TASK REQUIREMENTS:
In the hurricane drone article, starting at "The video shows" and stopping after "approach with caution.", can you write the passage out again but swap "stomach-churning" for "dizzying"?

SELECTED EXCERPT:
⟨

Drone Captures Wild World First Footage Inside Category 4 Hurricane


Katy Evans

Katy is Managing Editor at IFLScience where she oversees editorial content from News articles to Features, and even occasionally writes some.

Managing Editor


Hurricane Sam as seen from the International Space Station, shared by NASA astronaut Megan McArthur on September 29, 2021. Image credit: NASA

Hurricane Sam is the strongest storm of the 2021 Atlantic storm season so far. Luckily, it is out to sea with no scheduled landfall – but that doesn't mean we can't experience the ferocious winds and waves from inside the belly of the beast from the safety of our own homes. In a world-first, a very hardy drone ship set sail for Sam and captured the first wild footage from inside a category 4 storm, which you can see right here. 

The video shows what Saildrone Inc and NOAA describe as "the first video footage gathered by an uncrewed surface vehicle (USV) from inside a major hurricane barreling across the Atlantic Ocean." It reveals heaving 15-meter (50-foot) waves at quite stomach-churning angles and 193 kilometer per hour (120+ mile per hour) winds, so if you get seasick approach with caution. 


The Saildrone Explorer SD 1045 is one of five USVs Saildrone deployed from the Virgin Islands in August in partnership with NOAA to gather data throughout this year's Atlantic storm season.

⟩

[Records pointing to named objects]
⟨

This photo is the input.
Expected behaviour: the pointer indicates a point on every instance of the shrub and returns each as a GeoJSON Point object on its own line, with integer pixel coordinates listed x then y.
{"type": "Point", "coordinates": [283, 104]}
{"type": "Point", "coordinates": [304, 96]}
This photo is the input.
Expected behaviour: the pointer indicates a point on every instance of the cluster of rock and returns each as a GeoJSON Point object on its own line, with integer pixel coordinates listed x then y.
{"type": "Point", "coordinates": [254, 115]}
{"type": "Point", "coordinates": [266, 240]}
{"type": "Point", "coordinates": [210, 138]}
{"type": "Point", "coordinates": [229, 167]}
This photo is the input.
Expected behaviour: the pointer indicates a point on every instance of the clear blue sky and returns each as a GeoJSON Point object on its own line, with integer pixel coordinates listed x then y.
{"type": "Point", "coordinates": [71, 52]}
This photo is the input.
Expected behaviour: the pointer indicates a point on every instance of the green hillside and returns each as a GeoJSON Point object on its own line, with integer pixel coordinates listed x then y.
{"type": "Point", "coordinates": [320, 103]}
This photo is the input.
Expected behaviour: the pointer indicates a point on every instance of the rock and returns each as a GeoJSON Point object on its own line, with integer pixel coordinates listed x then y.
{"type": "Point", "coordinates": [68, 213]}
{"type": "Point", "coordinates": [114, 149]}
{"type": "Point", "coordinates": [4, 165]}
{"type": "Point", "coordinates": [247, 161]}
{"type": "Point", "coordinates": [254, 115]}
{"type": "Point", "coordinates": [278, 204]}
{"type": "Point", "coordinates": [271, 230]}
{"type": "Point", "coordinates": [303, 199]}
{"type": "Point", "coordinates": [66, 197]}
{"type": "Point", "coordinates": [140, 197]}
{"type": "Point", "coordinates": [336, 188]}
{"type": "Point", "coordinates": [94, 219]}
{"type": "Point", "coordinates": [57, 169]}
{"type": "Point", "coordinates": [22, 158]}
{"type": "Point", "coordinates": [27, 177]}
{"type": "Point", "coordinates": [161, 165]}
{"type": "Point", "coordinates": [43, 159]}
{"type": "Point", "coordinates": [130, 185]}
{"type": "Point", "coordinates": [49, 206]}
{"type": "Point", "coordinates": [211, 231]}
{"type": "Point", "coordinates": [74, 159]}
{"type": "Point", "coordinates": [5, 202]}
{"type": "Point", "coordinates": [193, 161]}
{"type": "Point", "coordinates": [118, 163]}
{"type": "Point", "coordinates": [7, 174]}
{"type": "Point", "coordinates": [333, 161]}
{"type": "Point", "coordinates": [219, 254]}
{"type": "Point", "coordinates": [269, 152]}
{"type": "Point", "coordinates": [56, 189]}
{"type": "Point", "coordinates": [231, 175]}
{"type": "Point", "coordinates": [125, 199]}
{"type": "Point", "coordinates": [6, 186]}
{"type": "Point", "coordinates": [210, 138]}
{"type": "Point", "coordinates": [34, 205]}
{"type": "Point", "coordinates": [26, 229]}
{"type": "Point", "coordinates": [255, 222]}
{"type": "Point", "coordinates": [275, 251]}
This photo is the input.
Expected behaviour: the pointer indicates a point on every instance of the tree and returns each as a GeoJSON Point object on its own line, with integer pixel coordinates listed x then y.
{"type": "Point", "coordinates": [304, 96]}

⟩

RIGHT ANSWER:
The video shows what Saildrone Inc and NOAA describe as "the first video footage gathered by an uncrewed surface vehicle (USV) from inside a major hurricane barreling across the Atlantic Ocean." It reveals heaving 15-meter (50-foot) waves at quite dizzying angles and 193 kilometer per hour (120+ mile per hour) winds, so if you get seasick approach with caution.